[EXERCISE DATA Boundary: Start]

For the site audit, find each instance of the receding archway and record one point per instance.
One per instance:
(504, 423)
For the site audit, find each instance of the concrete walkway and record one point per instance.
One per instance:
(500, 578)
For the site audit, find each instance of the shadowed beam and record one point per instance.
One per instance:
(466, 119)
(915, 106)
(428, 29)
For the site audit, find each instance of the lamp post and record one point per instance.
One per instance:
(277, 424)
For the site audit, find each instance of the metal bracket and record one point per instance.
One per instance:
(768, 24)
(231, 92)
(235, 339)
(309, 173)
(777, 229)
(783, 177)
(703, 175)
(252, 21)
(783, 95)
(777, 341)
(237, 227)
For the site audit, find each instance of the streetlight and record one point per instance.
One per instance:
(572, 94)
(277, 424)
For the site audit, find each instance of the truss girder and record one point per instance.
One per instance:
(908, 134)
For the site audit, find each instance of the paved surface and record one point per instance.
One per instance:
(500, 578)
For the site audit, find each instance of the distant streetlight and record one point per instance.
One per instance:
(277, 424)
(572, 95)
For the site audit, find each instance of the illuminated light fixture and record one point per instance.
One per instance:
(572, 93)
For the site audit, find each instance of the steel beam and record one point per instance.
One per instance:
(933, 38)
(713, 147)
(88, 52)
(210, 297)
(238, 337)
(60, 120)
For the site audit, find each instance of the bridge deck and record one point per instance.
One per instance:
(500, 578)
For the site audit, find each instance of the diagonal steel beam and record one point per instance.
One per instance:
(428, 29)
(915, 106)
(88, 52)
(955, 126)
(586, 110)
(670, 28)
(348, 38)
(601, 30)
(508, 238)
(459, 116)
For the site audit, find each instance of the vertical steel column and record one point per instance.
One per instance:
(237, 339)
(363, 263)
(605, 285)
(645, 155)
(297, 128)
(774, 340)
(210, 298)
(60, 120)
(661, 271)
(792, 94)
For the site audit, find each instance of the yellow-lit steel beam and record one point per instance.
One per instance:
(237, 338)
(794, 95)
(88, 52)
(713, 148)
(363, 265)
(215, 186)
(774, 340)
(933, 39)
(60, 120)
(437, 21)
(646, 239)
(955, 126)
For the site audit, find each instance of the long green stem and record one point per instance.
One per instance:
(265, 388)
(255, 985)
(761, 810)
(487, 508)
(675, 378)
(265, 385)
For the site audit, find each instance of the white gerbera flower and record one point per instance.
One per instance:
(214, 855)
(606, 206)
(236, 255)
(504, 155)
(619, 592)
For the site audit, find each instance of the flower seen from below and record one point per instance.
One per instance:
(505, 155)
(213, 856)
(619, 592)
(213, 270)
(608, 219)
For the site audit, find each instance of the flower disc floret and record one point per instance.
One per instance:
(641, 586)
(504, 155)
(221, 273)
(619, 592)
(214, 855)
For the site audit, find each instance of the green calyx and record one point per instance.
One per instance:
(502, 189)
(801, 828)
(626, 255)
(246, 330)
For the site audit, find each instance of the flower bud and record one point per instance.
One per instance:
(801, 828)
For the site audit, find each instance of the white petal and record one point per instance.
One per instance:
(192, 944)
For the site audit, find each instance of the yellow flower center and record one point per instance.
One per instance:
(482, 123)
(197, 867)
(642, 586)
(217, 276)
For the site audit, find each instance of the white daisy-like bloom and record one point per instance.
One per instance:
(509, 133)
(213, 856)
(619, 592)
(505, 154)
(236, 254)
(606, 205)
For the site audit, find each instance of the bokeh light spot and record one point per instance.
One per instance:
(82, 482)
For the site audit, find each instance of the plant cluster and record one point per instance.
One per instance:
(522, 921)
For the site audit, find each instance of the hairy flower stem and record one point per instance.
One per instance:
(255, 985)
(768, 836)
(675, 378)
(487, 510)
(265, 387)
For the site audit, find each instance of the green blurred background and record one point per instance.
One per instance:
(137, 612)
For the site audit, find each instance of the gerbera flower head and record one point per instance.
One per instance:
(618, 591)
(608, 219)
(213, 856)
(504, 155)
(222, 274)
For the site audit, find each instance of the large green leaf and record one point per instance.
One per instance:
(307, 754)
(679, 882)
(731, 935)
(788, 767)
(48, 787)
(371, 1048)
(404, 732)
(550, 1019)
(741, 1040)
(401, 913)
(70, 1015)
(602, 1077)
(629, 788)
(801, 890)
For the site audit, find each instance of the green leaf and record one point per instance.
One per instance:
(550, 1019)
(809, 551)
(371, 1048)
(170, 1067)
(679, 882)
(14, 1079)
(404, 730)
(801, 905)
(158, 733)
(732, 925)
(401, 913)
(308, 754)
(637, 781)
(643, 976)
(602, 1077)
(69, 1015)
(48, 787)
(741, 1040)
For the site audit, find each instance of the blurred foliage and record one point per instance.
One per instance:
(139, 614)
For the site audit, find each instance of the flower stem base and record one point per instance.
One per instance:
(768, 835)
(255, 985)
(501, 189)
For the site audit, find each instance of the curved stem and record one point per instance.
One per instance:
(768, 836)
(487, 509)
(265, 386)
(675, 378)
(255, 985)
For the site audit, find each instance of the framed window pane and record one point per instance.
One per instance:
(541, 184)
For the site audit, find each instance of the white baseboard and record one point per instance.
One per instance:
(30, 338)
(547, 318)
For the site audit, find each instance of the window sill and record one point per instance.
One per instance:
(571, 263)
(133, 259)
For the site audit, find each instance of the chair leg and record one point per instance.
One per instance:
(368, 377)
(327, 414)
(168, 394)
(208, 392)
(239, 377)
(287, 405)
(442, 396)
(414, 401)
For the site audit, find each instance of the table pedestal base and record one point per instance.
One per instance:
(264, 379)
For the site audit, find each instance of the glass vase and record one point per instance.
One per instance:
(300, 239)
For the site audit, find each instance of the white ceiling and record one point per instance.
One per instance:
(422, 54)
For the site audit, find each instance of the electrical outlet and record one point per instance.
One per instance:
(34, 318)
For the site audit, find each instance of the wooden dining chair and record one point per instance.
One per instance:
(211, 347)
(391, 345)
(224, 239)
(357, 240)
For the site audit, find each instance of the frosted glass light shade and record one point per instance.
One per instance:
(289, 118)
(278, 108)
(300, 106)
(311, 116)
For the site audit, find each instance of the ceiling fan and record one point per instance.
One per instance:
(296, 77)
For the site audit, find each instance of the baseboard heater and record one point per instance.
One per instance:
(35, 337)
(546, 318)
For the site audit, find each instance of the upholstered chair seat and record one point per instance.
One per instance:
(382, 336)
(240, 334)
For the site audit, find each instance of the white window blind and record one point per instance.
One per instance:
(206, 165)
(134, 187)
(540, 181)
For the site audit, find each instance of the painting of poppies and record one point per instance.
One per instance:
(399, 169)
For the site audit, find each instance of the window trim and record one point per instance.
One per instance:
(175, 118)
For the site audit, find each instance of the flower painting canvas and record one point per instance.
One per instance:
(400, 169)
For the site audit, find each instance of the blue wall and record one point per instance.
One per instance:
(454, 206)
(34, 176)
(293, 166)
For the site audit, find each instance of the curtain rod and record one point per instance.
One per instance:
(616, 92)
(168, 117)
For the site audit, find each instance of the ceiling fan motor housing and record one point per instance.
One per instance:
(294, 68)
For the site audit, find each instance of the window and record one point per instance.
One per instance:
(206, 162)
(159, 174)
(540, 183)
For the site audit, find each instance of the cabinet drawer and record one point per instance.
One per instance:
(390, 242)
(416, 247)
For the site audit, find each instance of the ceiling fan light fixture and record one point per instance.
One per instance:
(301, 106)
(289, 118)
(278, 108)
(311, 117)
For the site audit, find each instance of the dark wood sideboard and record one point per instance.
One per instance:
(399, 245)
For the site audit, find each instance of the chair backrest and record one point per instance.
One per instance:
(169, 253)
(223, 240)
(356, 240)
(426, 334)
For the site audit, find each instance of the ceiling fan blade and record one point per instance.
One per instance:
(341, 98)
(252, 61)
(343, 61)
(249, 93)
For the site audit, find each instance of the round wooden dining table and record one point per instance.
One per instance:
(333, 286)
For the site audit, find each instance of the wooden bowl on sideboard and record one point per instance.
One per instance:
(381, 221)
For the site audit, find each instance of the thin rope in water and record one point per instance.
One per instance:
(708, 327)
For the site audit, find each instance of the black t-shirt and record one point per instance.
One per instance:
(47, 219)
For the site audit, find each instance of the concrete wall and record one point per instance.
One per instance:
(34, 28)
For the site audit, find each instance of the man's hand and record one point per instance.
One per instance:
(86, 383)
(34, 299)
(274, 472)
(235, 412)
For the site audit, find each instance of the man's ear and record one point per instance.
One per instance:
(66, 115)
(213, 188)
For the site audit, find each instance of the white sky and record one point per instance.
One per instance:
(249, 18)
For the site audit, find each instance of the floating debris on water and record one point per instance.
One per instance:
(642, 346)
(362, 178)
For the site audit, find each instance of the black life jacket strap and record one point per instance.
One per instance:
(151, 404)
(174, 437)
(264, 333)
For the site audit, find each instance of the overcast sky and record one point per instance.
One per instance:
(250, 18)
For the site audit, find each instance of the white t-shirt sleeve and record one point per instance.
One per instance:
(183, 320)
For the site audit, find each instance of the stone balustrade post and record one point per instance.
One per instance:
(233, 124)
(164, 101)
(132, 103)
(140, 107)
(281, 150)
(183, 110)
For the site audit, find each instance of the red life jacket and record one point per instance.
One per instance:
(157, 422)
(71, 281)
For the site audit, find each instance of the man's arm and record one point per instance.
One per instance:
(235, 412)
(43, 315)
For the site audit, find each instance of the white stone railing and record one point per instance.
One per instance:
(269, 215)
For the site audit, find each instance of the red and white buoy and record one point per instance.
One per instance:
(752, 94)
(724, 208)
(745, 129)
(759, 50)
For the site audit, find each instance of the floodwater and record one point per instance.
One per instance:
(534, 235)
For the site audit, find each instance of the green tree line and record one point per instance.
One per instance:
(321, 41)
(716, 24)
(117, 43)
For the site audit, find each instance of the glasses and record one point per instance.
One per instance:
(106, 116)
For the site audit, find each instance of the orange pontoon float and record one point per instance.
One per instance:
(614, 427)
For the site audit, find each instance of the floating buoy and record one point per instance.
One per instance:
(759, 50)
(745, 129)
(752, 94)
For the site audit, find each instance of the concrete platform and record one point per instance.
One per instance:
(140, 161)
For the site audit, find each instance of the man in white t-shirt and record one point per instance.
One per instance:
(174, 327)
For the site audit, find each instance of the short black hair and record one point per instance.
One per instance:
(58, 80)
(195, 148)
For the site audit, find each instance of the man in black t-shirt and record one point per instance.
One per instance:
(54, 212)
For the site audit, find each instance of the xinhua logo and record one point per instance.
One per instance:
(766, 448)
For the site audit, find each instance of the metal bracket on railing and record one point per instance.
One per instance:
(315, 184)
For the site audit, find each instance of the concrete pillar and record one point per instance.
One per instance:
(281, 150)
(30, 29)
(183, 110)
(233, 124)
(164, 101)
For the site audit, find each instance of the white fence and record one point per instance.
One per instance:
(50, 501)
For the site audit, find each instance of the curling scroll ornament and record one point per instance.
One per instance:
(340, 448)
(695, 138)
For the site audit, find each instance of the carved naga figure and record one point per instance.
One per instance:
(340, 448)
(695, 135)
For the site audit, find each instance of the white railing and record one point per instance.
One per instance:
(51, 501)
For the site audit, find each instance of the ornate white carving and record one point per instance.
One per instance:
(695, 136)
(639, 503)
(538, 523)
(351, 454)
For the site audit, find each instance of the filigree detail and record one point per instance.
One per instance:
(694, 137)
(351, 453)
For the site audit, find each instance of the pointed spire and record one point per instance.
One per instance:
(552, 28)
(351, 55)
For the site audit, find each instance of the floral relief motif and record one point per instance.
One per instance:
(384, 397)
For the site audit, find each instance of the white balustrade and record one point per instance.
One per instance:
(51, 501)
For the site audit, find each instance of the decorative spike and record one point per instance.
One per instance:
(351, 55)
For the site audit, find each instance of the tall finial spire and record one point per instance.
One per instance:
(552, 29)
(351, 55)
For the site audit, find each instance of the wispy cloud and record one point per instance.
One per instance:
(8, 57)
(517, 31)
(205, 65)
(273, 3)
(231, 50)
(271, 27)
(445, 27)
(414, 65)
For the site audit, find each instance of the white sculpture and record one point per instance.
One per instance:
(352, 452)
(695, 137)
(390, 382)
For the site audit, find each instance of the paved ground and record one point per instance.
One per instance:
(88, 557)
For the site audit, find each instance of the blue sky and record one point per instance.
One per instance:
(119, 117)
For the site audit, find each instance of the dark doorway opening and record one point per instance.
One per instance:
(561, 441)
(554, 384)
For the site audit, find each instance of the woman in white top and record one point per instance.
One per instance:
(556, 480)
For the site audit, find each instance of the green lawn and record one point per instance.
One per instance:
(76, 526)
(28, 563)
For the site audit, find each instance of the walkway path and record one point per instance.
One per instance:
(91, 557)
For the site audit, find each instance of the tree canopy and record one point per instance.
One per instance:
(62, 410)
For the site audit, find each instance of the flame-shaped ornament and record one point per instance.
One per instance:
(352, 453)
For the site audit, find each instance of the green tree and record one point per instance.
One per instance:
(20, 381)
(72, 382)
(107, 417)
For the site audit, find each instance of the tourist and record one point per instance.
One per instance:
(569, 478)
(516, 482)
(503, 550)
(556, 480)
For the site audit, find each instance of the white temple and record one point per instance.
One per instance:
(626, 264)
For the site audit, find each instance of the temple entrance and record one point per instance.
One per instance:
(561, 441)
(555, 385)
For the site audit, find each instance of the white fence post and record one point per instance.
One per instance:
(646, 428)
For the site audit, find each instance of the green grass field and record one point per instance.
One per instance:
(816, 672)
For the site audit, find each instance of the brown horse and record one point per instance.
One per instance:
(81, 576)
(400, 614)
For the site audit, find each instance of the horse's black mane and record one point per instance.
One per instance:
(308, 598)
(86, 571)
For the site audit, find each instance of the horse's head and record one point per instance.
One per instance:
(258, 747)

[EXERCISE DATA Boundary: End]

● WORK REQUIRED
In the listing above, find the line with "For the site audit, find each instance of the upholstered" and the line with "For the site audit, find each instance of the dark wood", then print exactly those lines and every line between them.

● ANSWER
For the site audit, find each instance of the upholstered chair seat and record one point per instance.
One per instance:
(382, 336)
(240, 334)
For the site audit, find each instance of the white window blind and record one point per instance.
One per instance:
(206, 165)
(134, 187)
(540, 181)
For the site audit, find each instance of the painting of poppies and record one point per instance.
One per instance:
(399, 169)
For the site audit, find each instance of the window trim and record one point per instance.
One per instance:
(175, 118)
For the site audit, find each instance of the flower painting canvas and record one point per instance.
One per instance:
(400, 169)
For the site audit, find each instance of the blue wall and record one point per instance.
One per instance:
(454, 206)
(34, 176)
(293, 166)
For the site audit, find each instance of the curtain rod and record one point per instance.
One per instance:
(616, 92)
(168, 117)
For the site audit, find each instance of the ceiling fan motor housing and record one point per instance.
One per instance:
(294, 68)
For the site audit, find each instance of the window and record one point per instance.
One per instance:
(206, 162)
(159, 174)
(540, 183)
For the site audit, find each instance of the cabinet drawer and record one point per instance.
One per instance:
(390, 242)
(416, 247)
For the site audit, find each instance of the ceiling fan light fixture and record one point per instance.
One per instance:
(301, 106)
(289, 118)
(278, 108)
(311, 117)
For the site audit, find each instance of the dark wood sideboard and record one point per instance.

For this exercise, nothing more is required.